--- Passage provided ---

I know I said in the last post of this series that I would be reviewing The Legend of Billie Jean, but I just don’t have the energy right now to accurately describe the highlight of that film: Yeardley Smith, the young actress who would later portray the voice of Lisa Simpson, getting her first period in the backseat of a station wagon. Maybe later. I feel that I’ve made it fairly clear on this blog that I’m lazy, so you’ll just have to wait. Until then, imagine Lisa Simpson saying, “When can I get a diaphragm?” in an exaggerated southern accent. That should tide you over, you disgusting perverts.
No, for today’s review, I would like to revisit the year 1986. This was another banner year for 80’s filmmaking, and yet another example of the kind of crap that people enjoyed in that worthless decade. That year would actually see an Oliver Stone film, Platoon, winning Best Picture. Granted, this was probably Stone’s best film, but still, he sucks, so it can be gleaned that 1986 was a sucky year for movies. If that’s too much of a logical leap for you, may God have mercy on your soul.
However, once again the Hollywood types ignored another masterfully made film that came out that year. Apparently in 1986, if a film didn’t involve Vietnam, Woody Allen, deaf people, or the sexual tension between Tom Cruise and Paul Newman, it wasn’t good enough for Captain Oscar. Well, screw you, Oscar! How dare you overlook my pick for the greatest movie of 1986, a perfect blend of gymnastics and angst titled American Anthem.
This glorious film was supposed to be the career launching pad and starmaking vehicle for 1984 men’s Olympic gold medalist and hearththrob Mitch Gaylord. Yes, that’s his name. I’m sure he’s heard all of the jokes before, so I won’t revisit any of them here. The Lord of the Gays plays young Steve Tavere, a troubled ex-quarterback and former gymnast whose high school athletic career was cut short by an abusive father who broke Steve’s arm in a drunken rage. He has since abandoned his gymnastic aspirations to work in his father’s motorcycle shop. You can really tell that Steve is troubled because he wears a leather jacket, sunglasses, and rides a motorcycle.
One day, Steve breaks into his old gym to spy on the gymnastics team, where he discovers a new girl on the team, Julie (portrayed by Janet Jones). Jones was 25 at the time this movie was made, but she already looked about ten years older, especially when compared to some of the tiny little gymnasts portrayed in the same film. It probably doesn’t help that she’s a tall, leggy blond, something you don’t see much of in female Olympic gymnastics hopefuls. Anyway, Steve makes Julie his girlfriend, and he is so inspired by her drive that he decides to get back in shape and try out for the national team.

--- To do ---
Using the movie review, explain in one to three sentences why Steve Tavere's high school athletic career ended.

--- Data supplied ---

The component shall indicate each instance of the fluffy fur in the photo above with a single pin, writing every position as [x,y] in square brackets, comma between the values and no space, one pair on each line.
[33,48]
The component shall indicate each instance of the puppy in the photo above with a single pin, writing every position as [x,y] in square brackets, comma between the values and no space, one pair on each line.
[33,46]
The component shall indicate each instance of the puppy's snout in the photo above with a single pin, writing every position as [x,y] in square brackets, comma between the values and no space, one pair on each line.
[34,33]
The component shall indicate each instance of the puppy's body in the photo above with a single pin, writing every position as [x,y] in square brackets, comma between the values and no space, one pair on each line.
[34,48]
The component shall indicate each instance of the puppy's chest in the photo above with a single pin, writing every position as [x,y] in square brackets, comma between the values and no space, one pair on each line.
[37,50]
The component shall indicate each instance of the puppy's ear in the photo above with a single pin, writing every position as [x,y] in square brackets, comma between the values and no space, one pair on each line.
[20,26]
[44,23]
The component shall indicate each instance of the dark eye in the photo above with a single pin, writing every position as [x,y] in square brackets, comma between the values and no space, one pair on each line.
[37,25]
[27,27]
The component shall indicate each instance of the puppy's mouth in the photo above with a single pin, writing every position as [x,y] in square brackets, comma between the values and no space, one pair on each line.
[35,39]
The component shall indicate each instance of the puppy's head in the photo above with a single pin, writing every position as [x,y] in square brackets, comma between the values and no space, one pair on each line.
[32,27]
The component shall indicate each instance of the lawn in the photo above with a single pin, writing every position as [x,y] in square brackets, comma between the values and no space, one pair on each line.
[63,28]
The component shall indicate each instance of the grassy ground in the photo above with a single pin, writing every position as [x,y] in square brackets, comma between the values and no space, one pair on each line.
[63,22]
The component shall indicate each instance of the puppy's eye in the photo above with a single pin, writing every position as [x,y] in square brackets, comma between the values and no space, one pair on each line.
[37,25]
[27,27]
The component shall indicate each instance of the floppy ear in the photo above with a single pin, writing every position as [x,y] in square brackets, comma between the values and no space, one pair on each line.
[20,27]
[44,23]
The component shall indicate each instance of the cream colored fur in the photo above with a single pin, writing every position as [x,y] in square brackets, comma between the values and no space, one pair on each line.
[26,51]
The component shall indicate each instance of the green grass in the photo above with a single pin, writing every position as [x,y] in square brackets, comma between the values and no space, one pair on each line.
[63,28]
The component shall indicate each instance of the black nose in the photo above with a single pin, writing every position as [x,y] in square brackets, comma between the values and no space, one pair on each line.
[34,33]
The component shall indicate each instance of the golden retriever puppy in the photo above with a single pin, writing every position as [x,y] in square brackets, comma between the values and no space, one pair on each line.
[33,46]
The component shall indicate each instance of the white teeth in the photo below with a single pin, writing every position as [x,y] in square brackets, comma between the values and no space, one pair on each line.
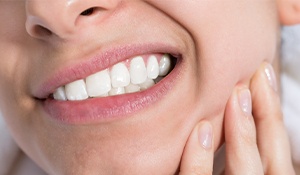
[119,75]
[117,91]
[152,67]
[60,94]
[138,71]
[117,80]
[164,65]
[132,88]
[147,84]
[98,84]
[76,90]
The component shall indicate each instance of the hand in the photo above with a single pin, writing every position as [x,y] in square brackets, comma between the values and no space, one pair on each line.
[256,140]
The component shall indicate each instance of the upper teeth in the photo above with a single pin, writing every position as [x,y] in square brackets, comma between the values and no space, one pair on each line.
[117,79]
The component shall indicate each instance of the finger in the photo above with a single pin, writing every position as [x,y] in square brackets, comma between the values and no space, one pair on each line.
[271,134]
[198,155]
[242,155]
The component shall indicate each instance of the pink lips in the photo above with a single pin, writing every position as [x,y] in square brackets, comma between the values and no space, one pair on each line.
[107,108]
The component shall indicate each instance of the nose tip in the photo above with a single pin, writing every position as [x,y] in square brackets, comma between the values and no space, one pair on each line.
[62,18]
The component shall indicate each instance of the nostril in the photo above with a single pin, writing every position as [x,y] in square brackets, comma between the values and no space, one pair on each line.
[87,12]
[41,31]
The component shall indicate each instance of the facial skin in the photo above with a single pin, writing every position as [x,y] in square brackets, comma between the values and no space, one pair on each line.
[221,45]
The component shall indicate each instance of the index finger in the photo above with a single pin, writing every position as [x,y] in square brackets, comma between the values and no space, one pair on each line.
[198,154]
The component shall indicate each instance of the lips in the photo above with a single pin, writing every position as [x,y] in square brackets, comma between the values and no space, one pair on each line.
[132,75]
[104,107]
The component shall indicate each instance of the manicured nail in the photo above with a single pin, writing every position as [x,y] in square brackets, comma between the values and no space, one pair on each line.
[205,135]
[245,101]
[269,71]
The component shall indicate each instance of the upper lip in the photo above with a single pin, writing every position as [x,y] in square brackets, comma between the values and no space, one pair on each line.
[100,60]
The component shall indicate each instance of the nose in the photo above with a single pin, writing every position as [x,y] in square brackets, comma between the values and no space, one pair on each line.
[65,18]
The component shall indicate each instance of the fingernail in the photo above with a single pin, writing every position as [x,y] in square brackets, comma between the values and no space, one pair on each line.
[245,101]
[269,71]
[205,135]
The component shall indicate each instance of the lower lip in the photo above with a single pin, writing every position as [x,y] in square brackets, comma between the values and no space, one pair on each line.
[107,109]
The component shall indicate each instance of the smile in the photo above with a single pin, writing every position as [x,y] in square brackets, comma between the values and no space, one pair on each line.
[132,75]
[112,85]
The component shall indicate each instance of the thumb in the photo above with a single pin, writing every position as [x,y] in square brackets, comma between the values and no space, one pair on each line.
[198,155]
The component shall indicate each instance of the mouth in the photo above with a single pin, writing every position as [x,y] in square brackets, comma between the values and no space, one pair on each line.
[130,76]
[117,91]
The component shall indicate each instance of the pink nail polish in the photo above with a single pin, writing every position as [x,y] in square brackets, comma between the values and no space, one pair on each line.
[205,135]
[245,101]
[270,74]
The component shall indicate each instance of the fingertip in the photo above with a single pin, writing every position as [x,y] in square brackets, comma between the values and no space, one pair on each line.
[205,135]
[198,153]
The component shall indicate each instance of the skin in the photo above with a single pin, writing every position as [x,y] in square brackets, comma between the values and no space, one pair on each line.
[223,44]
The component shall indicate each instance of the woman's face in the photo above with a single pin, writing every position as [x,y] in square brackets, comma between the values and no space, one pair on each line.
[50,44]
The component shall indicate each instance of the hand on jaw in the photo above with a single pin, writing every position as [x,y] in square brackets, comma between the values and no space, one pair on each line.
[256,139]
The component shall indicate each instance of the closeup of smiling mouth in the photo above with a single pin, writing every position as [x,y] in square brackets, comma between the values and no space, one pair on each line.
[137,78]
[132,75]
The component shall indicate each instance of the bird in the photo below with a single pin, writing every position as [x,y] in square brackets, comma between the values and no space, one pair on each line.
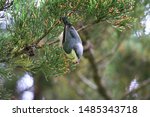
[71,42]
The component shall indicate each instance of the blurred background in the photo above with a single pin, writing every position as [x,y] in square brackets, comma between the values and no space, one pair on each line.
[115,63]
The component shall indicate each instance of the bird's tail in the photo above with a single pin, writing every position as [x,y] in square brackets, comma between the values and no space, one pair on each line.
[65,21]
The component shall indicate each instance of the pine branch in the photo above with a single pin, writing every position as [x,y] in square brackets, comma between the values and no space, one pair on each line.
[143,84]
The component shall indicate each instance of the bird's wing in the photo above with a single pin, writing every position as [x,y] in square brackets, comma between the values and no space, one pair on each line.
[74,34]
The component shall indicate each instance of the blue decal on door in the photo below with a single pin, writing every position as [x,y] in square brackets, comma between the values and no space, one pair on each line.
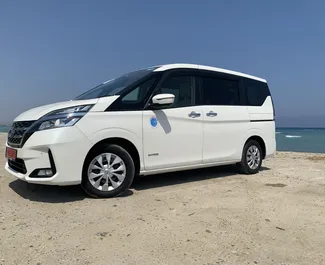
[153,122]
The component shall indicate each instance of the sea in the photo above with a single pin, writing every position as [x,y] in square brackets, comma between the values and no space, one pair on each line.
[289,139]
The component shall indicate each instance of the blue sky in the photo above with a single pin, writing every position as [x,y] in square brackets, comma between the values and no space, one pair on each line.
[54,50]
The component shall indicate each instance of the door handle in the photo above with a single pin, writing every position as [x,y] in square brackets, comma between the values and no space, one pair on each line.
[194,114]
[212,114]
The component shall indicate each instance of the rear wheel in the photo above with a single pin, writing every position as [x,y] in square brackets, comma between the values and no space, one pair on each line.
[251,158]
[108,172]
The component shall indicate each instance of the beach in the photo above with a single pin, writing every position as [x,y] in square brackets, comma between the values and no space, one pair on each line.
[208,216]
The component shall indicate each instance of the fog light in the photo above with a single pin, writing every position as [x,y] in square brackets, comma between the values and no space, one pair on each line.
[45,173]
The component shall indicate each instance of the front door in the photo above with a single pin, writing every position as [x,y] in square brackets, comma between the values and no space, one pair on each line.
[173,136]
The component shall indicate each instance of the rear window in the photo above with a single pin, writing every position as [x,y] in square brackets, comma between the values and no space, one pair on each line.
[219,91]
[256,92]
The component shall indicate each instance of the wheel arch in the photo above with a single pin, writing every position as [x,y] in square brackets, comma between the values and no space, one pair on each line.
[260,141]
[122,142]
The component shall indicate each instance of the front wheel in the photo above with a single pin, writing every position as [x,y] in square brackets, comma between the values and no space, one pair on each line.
[108,172]
[251,158]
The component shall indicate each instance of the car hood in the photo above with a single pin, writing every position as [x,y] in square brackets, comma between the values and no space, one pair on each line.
[38,112]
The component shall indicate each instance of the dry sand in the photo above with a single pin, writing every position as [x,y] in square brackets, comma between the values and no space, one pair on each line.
[210,216]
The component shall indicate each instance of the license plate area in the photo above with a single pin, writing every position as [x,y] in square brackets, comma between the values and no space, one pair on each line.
[11,153]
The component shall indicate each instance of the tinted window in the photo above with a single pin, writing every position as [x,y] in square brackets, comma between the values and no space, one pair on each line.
[219,91]
[256,92]
[180,87]
[115,86]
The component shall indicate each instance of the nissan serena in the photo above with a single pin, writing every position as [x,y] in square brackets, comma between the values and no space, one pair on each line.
[154,120]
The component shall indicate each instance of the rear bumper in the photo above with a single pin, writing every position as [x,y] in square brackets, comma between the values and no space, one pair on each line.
[61,149]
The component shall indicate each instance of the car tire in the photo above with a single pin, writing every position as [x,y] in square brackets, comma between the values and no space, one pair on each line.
[104,179]
[251,161]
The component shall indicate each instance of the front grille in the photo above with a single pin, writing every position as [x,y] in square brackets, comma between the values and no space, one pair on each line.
[17,131]
[17,165]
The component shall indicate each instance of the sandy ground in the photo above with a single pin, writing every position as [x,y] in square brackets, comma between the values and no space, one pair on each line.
[210,216]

--- Response ---
Steve's high school athletic career was cut short because his abusive father broke his arm in a drunken rage. He then abandoned his gymnastic aspirations and went to work in his father's motorcycle shop.